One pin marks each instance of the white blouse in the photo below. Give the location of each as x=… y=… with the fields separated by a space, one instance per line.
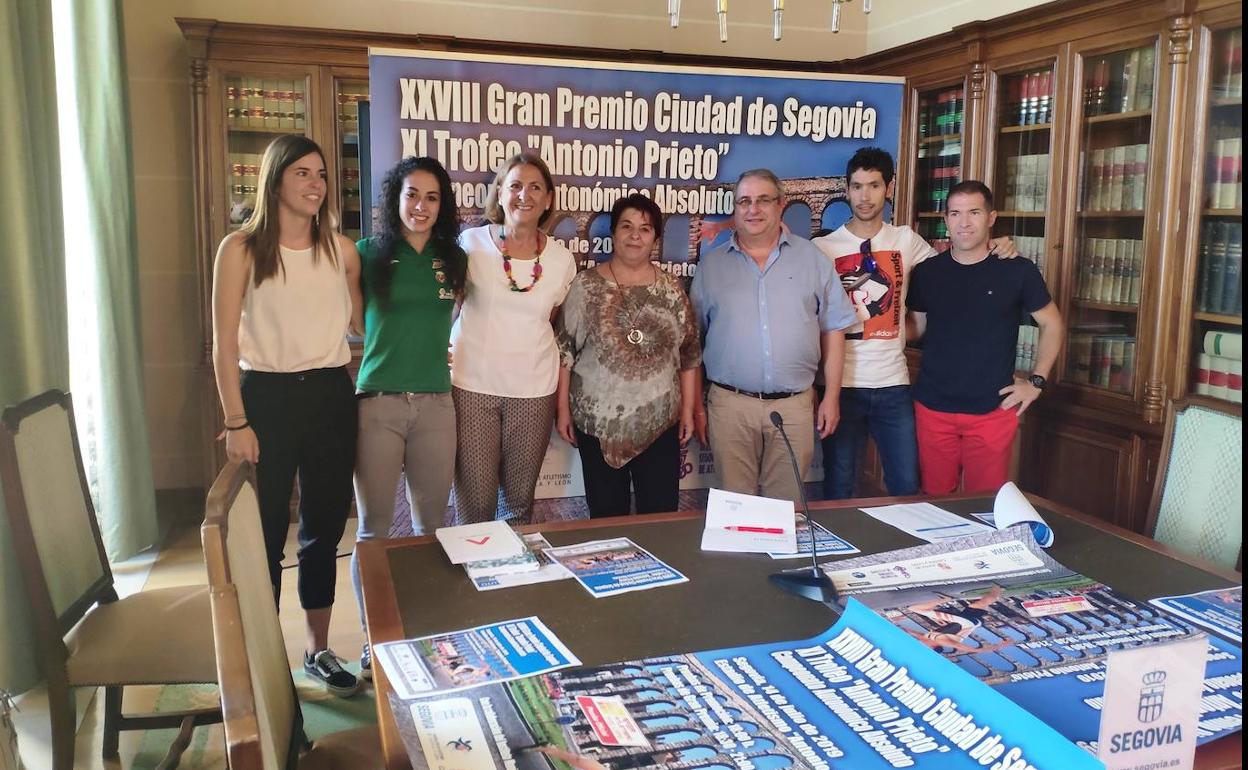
x=503 y=341
x=297 y=318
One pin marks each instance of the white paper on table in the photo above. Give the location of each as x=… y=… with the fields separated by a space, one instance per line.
x=477 y=542
x=926 y=522
x=744 y=523
x=1012 y=508
x=1152 y=704
x=546 y=573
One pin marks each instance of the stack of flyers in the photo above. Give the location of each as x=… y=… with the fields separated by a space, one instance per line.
x=618 y=565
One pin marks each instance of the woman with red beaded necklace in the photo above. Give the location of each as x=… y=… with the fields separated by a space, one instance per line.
x=506 y=361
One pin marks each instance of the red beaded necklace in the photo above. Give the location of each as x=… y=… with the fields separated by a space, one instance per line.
x=507 y=261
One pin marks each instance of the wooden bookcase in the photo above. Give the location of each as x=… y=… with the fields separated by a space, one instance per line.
x=1093 y=439
x=1091 y=443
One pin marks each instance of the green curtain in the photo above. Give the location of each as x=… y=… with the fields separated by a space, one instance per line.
x=122 y=474
x=33 y=326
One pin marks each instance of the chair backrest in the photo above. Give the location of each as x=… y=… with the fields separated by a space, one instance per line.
x=55 y=533
x=1198 y=494
x=262 y=719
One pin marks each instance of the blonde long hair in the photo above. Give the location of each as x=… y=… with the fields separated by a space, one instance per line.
x=260 y=232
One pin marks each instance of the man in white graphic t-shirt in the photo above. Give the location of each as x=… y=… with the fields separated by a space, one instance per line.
x=874 y=261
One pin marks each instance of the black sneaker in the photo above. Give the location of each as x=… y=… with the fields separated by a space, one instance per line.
x=325 y=665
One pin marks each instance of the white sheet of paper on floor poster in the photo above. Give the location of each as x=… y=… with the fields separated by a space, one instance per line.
x=744 y=523
x=451 y=734
x=610 y=720
x=477 y=542
x=926 y=522
x=1012 y=507
x=1152 y=703
x=486 y=654
x=546 y=573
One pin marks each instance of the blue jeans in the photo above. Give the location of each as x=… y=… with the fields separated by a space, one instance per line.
x=889 y=416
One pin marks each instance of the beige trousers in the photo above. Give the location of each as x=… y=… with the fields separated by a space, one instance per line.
x=749 y=452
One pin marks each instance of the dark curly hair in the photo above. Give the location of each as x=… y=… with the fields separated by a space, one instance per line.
x=391 y=232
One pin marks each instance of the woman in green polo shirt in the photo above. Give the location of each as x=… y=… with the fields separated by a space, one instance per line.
x=413 y=272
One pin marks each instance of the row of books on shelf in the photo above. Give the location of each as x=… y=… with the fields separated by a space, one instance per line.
x=1026 y=186
x=937 y=174
x=1025 y=355
x=1111 y=270
x=1223 y=187
x=941 y=115
x=1219 y=366
x=1103 y=361
x=1028 y=100
x=348 y=111
x=255 y=102
x=1120 y=82
x=1228 y=73
x=1219 y=285
x=1117 y=179
x=243 y=180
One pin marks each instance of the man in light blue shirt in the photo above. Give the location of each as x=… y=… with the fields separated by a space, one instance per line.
x=773 y=313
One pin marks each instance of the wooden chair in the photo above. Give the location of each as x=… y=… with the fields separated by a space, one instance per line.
x=1198 y=494
x=85 y=635
x=262 y=720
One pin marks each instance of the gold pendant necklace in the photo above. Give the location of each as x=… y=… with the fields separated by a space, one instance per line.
x=635 y=336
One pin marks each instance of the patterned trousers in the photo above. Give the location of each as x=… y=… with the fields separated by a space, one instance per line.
x=502 y=443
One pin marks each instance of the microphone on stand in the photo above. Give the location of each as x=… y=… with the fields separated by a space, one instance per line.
x=813 y=584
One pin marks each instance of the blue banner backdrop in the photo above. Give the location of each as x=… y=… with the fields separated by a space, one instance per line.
x=680 y=135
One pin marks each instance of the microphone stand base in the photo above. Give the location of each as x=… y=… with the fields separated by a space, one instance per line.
x=808 y=584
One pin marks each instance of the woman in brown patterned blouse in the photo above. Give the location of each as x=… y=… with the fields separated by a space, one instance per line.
x=629 y=353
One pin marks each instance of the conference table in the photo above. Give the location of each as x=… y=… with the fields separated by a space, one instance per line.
x=411 y=589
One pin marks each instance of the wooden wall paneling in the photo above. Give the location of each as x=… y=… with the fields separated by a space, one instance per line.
x=1086 y=469
x=1167 y=169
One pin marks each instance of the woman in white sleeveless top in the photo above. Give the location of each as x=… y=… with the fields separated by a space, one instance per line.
x=506 y=361
x=286 y=288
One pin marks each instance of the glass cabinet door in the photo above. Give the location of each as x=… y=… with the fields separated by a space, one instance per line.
x=347 y=97
x=1021 y=175
x=1217 y=318
x=258 y=109
x=940 y=159
x=1108 y=248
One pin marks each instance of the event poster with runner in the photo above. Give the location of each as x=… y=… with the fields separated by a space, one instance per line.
x=861 y=695
x=1009 y=614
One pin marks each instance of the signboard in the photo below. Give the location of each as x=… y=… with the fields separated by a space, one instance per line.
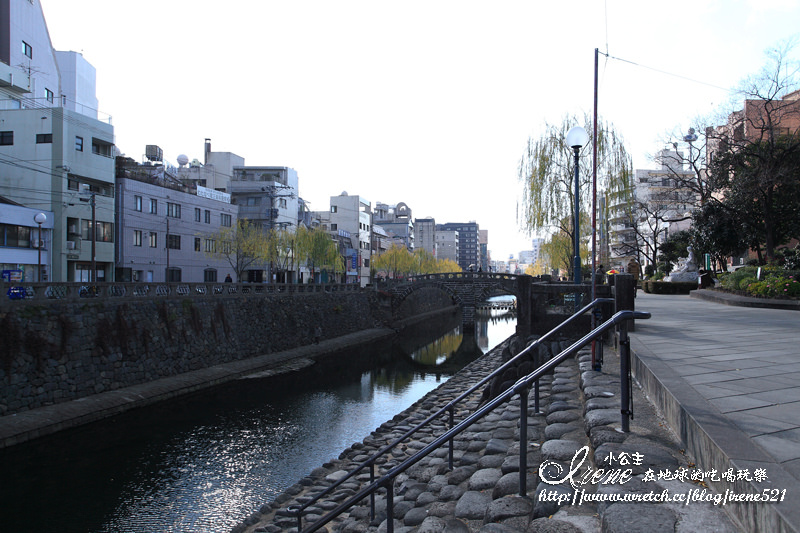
x=212 y=194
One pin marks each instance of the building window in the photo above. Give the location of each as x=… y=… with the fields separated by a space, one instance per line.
x=173 y=275
x=16 y=236
x=173 y=210
x=173 y=242
x=105 y=231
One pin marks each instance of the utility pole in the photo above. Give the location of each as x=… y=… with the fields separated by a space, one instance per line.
x=93 y=273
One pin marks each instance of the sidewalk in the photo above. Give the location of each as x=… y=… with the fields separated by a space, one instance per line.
x=727 y=379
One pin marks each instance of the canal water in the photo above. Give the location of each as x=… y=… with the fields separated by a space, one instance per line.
x=206 y=462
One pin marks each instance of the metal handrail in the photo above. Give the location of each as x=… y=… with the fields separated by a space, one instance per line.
x=524 y=383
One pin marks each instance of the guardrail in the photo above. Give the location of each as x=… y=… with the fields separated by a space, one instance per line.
x=521 y=387
x=48 y=292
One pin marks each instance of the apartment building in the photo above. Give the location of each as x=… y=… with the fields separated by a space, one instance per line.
x=56 y=150
x=166 y=230
x=469 y=256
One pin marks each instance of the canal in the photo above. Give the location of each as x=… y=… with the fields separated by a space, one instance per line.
x=206 y=462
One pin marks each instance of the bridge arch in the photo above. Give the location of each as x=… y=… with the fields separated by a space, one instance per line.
x=470 y=288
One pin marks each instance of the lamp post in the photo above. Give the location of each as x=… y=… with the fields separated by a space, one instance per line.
x=39 y=218
x=577 y=139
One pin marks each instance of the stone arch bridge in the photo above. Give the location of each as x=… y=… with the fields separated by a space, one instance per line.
x=467 y=289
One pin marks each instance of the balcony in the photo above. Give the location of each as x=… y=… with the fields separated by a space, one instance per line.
x=14 y=79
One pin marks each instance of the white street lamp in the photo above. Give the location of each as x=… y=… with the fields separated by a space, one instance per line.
x=39 y=218
x=577 y=138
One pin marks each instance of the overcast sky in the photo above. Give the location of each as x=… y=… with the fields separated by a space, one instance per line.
x=429 y=102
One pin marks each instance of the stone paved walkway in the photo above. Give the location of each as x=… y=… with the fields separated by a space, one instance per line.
x=580 y=408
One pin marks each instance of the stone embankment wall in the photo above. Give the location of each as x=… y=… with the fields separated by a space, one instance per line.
x=63 y=351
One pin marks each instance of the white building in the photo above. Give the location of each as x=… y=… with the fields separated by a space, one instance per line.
x=353 y=214
x=56 y=154
x=447 y=245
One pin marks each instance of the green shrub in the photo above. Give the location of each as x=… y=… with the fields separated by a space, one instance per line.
x=668 y=287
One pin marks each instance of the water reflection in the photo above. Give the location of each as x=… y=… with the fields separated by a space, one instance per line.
x=204 y=463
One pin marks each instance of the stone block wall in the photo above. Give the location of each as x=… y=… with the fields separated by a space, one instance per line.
x=63 y=351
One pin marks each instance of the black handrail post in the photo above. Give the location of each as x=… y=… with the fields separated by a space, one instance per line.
x=372 y=494
x=451 y=446
x=624 y=375
x=390 y=506
x=523 y=440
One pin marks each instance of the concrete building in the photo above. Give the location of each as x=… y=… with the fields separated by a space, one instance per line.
x=483 y=249
x=661 y=207
x=56 y=151
x=468 y=248
x=165 y=230
x=214 y=172
x=353 y=215
x=398 y=223
x=425 y=234
x=25 y=245
x=266 y=195
x=447 y=245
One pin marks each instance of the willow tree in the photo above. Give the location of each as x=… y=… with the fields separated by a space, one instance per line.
x=242 y=245
x=547 y=168
x=317 y=249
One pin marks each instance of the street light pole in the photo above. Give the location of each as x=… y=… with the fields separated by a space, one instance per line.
x=39 y=218
x=577 y=139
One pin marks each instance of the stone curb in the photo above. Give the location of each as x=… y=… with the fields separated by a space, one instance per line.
x=579 y=407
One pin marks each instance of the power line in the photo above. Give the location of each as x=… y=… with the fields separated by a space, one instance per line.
x=660 y=71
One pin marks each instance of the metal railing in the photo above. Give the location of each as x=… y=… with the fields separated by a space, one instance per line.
x=522 y=387
x=41 y=292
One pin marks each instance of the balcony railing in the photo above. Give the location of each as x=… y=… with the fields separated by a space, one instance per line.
x=49 y=292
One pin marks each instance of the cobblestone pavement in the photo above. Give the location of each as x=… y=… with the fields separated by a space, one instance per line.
x=579 y=420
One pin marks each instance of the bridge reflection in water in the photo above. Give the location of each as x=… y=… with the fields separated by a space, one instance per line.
x=206 y=462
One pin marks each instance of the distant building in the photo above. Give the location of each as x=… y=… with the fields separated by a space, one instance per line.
x=22 y=248
x=483 y=252
x=397 y=222
x=165 y=229
x=351 y=216
x=469 y=256
x=56 y=151
x=214 y=172
x=447 y=245
x=425 y=234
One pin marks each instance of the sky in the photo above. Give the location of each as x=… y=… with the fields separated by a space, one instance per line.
x=429 y=102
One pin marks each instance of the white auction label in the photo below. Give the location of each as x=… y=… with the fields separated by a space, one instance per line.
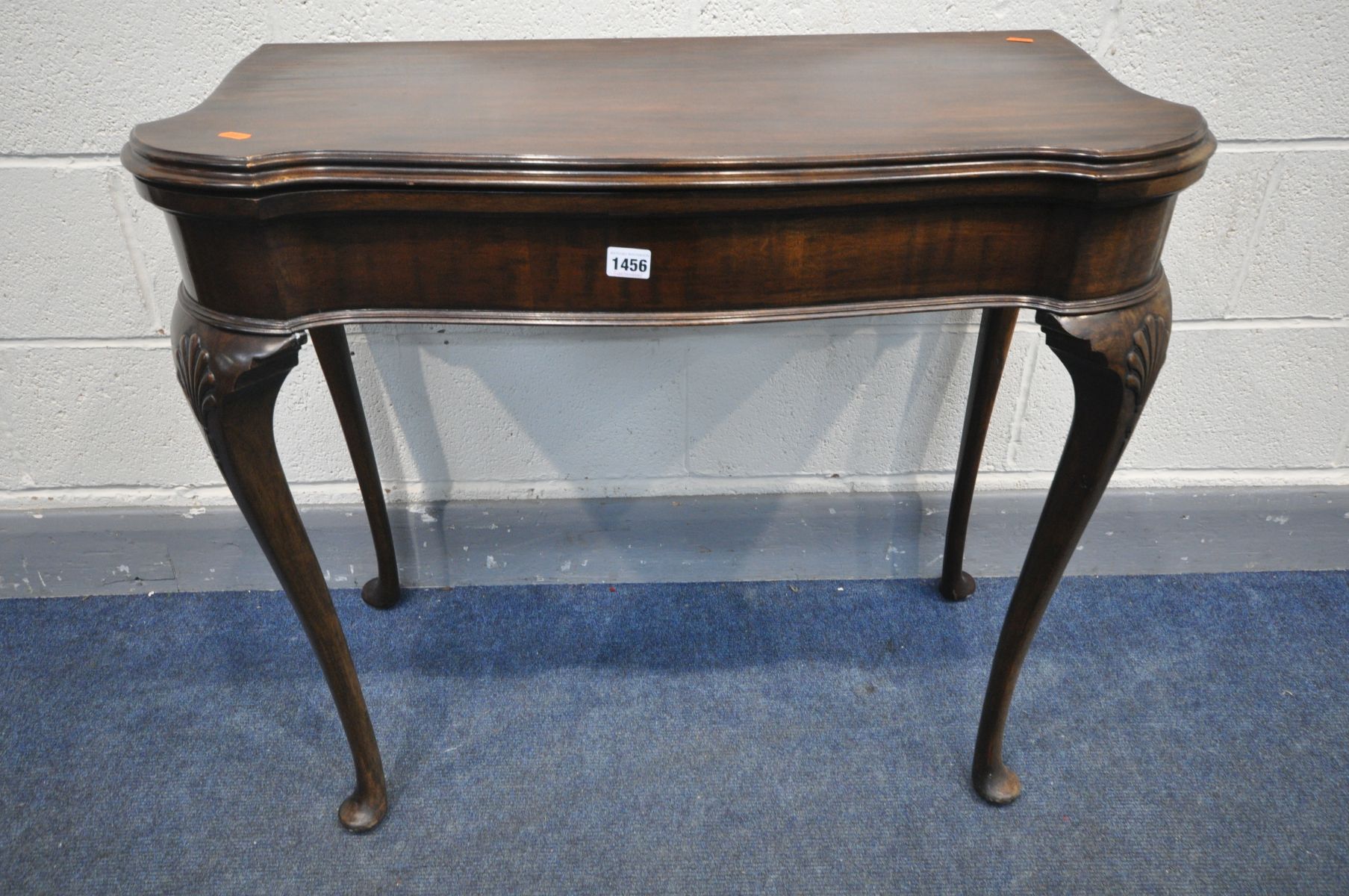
x=629 y=262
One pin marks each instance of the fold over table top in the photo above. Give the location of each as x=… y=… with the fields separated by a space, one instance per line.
x=698 y=112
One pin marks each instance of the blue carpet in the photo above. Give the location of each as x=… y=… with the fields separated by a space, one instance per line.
x=1173 y=733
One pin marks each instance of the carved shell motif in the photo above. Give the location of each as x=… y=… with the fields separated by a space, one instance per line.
x=195 y=376
x=1146 y=355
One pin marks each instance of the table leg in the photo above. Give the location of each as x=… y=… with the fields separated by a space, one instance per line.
x=335 y=358
x=1113 y=359
x=231 y=379
x=991 y=355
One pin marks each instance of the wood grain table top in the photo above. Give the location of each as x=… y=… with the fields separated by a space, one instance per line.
x=667 y=112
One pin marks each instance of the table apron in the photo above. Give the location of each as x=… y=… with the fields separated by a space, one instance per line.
x=715 y=267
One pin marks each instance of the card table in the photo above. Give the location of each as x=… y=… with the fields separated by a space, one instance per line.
x=664 y=182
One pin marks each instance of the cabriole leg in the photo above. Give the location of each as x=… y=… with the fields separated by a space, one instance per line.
x=1113 y=359
x=991 y=355
x=335 y=357
x=231 y=379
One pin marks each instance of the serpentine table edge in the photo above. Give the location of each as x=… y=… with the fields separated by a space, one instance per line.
x=780 y=178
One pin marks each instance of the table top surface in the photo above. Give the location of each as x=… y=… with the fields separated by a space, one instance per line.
x=652 y=108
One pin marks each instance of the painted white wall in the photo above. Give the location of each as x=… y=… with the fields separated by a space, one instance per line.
x=1256 y=391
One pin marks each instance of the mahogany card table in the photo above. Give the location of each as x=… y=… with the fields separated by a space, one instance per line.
x=667 y=182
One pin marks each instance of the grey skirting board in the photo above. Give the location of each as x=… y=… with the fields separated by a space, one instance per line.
x=723 y=538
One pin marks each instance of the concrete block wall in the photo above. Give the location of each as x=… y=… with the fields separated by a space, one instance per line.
x=1255 y=392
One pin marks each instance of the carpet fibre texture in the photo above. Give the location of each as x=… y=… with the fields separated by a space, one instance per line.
x=1173 y=735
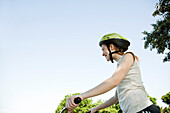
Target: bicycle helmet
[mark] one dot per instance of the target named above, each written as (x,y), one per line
(117,40)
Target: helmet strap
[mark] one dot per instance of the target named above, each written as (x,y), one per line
(110,53)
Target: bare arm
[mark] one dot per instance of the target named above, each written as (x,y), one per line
(108,103)
(113,81)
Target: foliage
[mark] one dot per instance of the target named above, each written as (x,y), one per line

···

• **Given task**
Extract, verbatim and alone, the lines from the line that contains "One pin marks each instance of the concrete block" to the last line of the records, inclusive; drop any picture.

• **Response below**
One pin marks each instance of the concrete block wall in the photo above. Give the location of each as x=… y=… with the fields separated by a space, one instance per line.
x=1255 y=392
One pin marks each instance of the carpet fibre texture in the photo above. Give the location of each as x=… y=… with the fields separated by a space, one instance per line.
x=1173 y=735
Target: bicycle helmet
[mark] one dot per instance of the target named above, each written as (x,y), one per line
(117,40)
Target: helmet strap
[mark] one dot per instance of the target named above, each written as (x,y), one per line
(110,53)
Target: bare arm
[mark] one dot per instance of the target named above, each written as (x,y), one per line
(108,103)
(113,81)
Target: foliage
[mark] one dot per instance of the target named above, each written as (x,y), one per line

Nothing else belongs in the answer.